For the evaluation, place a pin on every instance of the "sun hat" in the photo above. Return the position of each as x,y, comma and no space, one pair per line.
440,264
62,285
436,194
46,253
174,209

:::

» DIRECTION: Recite the full listing above exactly.

» ANSWER FOR THIS EXERCISE:
For the evaluation, place a pin on every instance of the "sun hat" in the photo above. Return the position of each as x,y, comma and no space, one pair per line.
440,264
62,285
436,194
46,253
174,209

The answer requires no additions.